Begin
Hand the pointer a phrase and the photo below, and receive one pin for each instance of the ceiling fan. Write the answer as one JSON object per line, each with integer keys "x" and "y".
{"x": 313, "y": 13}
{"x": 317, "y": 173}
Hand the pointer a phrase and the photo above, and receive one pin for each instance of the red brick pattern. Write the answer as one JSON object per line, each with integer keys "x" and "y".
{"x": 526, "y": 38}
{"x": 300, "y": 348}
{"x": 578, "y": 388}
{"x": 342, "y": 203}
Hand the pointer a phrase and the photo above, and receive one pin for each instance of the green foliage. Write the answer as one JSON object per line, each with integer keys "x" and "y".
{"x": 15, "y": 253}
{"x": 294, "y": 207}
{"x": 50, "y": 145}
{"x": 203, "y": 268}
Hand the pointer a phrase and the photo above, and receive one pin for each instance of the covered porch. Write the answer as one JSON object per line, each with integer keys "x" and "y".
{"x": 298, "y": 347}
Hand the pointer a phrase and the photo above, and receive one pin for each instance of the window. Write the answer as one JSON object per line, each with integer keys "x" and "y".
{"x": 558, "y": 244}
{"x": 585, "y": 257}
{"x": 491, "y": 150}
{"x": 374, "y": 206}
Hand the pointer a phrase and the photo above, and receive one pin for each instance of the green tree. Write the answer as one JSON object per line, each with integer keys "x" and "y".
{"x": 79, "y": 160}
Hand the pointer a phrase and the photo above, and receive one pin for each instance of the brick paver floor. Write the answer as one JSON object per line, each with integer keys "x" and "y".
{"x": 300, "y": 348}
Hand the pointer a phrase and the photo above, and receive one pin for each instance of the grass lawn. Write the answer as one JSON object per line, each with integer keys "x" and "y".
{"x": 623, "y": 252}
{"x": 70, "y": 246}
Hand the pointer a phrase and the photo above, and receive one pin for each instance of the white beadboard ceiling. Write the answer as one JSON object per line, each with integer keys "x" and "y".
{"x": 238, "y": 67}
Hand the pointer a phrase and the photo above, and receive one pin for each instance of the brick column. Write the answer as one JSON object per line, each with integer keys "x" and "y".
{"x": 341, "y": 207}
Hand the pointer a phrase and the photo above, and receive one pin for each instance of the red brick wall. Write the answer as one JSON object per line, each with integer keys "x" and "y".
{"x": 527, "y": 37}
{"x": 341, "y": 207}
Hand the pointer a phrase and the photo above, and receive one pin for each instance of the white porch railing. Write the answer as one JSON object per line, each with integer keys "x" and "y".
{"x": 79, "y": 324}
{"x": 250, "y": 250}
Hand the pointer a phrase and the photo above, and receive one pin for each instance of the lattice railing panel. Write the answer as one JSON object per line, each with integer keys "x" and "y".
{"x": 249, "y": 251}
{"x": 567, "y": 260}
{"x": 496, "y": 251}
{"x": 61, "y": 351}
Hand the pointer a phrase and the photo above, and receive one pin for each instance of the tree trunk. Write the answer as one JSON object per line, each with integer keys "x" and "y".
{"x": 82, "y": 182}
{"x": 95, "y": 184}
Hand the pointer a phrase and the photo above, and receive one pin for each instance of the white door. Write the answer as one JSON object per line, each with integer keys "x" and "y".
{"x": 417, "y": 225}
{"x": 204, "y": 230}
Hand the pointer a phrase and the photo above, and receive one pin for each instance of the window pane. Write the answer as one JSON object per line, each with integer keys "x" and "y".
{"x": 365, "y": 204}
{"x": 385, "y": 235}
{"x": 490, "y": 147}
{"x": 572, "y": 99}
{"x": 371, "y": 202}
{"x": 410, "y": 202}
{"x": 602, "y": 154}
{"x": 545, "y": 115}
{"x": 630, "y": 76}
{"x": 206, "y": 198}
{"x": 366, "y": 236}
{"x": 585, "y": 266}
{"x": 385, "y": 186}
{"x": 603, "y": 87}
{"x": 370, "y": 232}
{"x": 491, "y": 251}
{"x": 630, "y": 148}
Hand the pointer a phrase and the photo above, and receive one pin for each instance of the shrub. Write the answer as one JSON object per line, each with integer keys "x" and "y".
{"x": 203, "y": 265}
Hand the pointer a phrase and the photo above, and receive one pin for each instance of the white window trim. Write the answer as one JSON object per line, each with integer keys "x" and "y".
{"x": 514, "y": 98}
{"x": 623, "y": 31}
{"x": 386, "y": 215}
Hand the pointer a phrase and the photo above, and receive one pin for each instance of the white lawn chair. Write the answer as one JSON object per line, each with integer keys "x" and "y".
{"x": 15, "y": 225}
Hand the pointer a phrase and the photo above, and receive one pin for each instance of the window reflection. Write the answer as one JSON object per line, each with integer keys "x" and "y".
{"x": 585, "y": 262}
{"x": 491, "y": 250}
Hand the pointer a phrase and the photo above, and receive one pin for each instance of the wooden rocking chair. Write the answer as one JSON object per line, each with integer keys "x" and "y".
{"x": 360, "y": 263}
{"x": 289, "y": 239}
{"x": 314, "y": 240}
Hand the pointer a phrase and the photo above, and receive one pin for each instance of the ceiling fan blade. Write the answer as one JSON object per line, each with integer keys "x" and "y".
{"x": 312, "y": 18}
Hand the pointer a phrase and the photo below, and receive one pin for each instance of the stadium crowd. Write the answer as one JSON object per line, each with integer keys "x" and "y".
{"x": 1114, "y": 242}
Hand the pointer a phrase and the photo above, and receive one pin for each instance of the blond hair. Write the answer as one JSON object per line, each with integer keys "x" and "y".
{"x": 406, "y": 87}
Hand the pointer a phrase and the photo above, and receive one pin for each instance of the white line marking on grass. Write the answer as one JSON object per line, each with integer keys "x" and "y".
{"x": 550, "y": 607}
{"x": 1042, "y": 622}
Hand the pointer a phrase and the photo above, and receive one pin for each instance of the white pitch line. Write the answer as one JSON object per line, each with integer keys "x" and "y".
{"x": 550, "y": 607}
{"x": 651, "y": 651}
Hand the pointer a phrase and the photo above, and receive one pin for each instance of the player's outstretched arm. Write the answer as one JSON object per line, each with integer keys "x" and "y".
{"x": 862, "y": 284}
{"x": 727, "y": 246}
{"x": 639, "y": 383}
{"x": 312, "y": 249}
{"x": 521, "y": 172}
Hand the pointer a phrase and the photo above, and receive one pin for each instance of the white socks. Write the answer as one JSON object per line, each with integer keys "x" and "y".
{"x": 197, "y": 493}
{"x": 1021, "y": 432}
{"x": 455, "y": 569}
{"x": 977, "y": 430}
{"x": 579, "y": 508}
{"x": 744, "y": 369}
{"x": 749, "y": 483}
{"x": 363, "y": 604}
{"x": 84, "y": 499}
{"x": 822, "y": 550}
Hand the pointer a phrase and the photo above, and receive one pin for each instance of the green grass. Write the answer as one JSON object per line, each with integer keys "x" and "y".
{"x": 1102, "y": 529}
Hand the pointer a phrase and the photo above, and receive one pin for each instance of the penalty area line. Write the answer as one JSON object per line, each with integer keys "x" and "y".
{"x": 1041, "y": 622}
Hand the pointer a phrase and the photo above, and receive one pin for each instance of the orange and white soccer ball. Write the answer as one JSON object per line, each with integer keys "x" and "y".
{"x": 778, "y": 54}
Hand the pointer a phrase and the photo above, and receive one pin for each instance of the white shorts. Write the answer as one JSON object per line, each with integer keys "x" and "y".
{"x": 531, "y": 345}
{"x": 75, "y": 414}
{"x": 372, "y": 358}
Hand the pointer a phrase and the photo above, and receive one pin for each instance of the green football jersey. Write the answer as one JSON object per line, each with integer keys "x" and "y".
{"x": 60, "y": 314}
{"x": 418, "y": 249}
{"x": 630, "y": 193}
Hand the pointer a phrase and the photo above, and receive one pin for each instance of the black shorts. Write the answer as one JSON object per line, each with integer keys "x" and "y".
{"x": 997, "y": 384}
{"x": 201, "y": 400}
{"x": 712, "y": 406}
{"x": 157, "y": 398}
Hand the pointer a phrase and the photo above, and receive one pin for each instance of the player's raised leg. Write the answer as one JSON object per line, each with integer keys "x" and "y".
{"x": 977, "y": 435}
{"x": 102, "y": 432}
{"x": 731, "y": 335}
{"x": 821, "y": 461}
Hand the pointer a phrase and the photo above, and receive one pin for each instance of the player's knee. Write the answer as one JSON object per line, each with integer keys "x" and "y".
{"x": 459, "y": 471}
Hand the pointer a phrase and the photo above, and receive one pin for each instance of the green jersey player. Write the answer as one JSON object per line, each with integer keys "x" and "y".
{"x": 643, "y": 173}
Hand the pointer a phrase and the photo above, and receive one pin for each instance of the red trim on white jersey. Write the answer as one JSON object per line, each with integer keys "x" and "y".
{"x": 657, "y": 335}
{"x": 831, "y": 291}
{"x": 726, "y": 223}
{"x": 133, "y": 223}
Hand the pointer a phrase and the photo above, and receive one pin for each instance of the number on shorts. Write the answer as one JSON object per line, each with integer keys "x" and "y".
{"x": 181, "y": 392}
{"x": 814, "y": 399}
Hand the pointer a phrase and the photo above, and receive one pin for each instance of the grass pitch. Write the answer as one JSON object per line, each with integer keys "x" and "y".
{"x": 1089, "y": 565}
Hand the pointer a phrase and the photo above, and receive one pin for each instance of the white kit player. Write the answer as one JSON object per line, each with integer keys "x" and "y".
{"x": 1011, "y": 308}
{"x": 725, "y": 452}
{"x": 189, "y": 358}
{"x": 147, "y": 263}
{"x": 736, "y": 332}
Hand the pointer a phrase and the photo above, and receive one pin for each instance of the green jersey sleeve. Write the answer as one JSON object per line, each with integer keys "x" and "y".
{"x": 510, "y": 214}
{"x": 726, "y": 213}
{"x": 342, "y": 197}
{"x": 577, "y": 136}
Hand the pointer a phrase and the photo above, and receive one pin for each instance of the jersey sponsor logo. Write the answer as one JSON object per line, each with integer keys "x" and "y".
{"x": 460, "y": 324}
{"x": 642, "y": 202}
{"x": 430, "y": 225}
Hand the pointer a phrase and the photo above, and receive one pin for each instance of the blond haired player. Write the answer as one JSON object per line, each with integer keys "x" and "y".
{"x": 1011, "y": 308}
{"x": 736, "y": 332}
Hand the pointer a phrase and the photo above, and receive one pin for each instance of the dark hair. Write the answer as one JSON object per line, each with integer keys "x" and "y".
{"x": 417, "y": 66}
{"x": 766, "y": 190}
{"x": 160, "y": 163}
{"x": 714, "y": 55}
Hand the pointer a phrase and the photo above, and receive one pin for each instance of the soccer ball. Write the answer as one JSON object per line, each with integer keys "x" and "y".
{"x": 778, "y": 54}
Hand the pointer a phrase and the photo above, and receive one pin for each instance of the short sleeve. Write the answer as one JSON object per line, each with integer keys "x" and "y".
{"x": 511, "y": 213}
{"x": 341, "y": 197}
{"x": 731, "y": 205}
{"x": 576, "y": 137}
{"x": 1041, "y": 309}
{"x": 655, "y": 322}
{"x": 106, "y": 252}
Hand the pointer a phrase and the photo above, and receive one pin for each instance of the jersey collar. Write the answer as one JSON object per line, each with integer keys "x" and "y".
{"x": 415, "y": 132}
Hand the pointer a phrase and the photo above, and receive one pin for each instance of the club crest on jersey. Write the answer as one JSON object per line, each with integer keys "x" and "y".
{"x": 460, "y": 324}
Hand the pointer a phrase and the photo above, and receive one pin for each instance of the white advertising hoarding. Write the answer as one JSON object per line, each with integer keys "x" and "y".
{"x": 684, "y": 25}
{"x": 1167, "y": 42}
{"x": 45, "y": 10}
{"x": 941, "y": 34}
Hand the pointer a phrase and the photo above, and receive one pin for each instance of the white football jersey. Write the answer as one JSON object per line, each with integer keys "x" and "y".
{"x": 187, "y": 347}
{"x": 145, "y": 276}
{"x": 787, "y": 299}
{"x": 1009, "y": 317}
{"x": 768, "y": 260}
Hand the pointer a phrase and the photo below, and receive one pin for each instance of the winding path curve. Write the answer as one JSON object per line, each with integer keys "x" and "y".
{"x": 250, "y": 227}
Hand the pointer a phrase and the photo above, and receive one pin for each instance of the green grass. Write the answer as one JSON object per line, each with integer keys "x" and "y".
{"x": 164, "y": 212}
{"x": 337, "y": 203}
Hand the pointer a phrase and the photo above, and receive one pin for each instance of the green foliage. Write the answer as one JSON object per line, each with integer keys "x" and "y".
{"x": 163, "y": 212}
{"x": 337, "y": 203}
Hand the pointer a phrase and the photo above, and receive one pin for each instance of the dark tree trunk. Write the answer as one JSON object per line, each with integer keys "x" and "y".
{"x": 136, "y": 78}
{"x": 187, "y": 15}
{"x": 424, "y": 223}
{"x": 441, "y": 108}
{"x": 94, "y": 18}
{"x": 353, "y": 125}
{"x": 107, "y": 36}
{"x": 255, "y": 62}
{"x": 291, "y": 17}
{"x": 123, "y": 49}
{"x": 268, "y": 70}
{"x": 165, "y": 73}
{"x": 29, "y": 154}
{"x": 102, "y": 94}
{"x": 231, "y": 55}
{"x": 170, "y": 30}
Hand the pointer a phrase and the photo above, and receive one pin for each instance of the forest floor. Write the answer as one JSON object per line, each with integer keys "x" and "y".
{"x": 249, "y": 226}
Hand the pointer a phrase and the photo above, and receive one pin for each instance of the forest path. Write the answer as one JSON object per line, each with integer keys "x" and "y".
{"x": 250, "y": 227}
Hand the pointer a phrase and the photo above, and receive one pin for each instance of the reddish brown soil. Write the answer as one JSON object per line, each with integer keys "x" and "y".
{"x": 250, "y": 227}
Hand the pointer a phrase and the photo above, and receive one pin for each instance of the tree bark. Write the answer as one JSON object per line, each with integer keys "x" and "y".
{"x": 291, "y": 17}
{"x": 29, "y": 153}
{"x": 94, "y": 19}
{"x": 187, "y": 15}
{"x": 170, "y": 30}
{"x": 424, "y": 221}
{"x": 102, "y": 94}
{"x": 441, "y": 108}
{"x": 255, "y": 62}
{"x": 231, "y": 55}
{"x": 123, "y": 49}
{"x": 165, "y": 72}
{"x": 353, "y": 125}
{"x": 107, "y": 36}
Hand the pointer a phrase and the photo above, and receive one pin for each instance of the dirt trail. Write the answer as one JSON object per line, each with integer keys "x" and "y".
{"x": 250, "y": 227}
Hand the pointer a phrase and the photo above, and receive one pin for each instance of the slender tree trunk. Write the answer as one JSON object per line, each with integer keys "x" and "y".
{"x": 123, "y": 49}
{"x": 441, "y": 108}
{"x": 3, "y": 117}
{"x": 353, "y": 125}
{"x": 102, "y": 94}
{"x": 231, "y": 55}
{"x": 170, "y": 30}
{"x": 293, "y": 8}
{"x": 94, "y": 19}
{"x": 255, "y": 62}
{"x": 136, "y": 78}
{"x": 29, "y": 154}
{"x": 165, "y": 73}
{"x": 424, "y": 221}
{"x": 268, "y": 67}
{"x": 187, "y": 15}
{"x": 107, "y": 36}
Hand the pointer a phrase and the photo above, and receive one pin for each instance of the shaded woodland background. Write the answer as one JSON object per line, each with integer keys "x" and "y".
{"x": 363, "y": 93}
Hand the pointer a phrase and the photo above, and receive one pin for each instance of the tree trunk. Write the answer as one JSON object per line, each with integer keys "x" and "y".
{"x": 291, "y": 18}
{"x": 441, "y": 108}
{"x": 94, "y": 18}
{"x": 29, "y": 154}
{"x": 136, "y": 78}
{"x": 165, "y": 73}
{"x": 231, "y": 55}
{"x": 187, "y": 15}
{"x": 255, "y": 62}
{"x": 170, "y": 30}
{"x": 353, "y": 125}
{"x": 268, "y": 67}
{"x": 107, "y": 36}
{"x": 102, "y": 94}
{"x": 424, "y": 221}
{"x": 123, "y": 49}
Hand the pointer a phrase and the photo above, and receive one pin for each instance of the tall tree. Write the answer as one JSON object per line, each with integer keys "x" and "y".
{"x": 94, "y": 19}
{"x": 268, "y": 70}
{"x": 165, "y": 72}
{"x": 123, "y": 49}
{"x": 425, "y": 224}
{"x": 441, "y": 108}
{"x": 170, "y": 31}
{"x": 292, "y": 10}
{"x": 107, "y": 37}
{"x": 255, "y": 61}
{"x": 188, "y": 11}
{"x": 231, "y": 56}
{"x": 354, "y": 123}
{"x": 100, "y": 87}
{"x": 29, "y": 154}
End
## Directive
Restate the final lines of the listing above word for word, beginning at the line that contains "of the dirt".

## Finished answer
Hand the pointer a phrase and the photo above, and receive one pin for each instance of the dirt trail. Write the answer as one JSON object per line, each with integer keys "x" and "y".
{"x": 250, "y": 227}
Hand the pointer a phrase and the photo above, and receive one pin for each instance of the slender tree trunk. Write the answer as one JSON object per line, each with integer keys "x" and "y".
{"x": 123, "y": 49}
{"x": 441, "y": 108}
{"x": 3, "y": 117}
{"x": 353, "y": 125}
{"x": 102, "y": 94}
{"x": 231, "y": 55}
{"x": 170, "y": 30}
{"x": 293, "y": 8}
{"x": 94, "y": 19}
{"x": 255, "y": 62}
{"x": 136, "y": 78}
{"x": 29, "y": 154}
{"x": 165, "y": 73}
{"x": 424, "y": 221}
{"x": 268, "y": 67}
{"x": 187, "y": 15}
{"x": 107, "y": 36}
Hand the pointer a phrase and the photo above, and receive one pin for each instance of the shaded woodland background. Write the answer as one JSON object per line, each with integer keys "x" and "y".
{"x": 363, "y": 93}
Hand the pointer a phrase and the photo above, and receive one pin for each instance of the tree trunk. Write the answer as one JSON object per line, each with integer keys "x" and "y".
{"x": 291, "y": 18}
{"x": 441, "y": 108}
{"x": 94, "y": 18}
{"x": 29, "y": 154}
{"x": 136, "y": 78}
{"x": 165, "y": 73}
{"x": 231, "y": 55}
{"x": 187, "y": 15}
{"x": 255, "y": 62}
{"x": 170, "y": 30}
{"x": 353, "y": 125}
{"x": 268, "y": 67}
{"x": 107, "y": 36}
{"x": 102, "y": 94}
{"x": 424, "y": 221}
{"x": 123, "y": 49}
Hand the pointer a phrase and the photo above, and receive one pin for each instance of the tall tree. Write the answer as one JSON object per line, each with integer keys "x" and "y".
{"x": 94, "y": 19}
{"x": 268, "y": 70}
{"x": 165, "y": 72}
{"x": 123, "y": 49}
{"x": 425, "y": 224}
{"x": 441, "y": 108}
{"x": 170, "y": 31}
{"x": 292, "y": 10}
{"x": 107, "y": 37}
{"x": 255, "y": 61}
{"x": 188, "y": 11}
{"x": 231, "y": 56}
{"x": 354, "y": 123}
{"x": 100, "y": 87}
{"x": 29, "y": 154}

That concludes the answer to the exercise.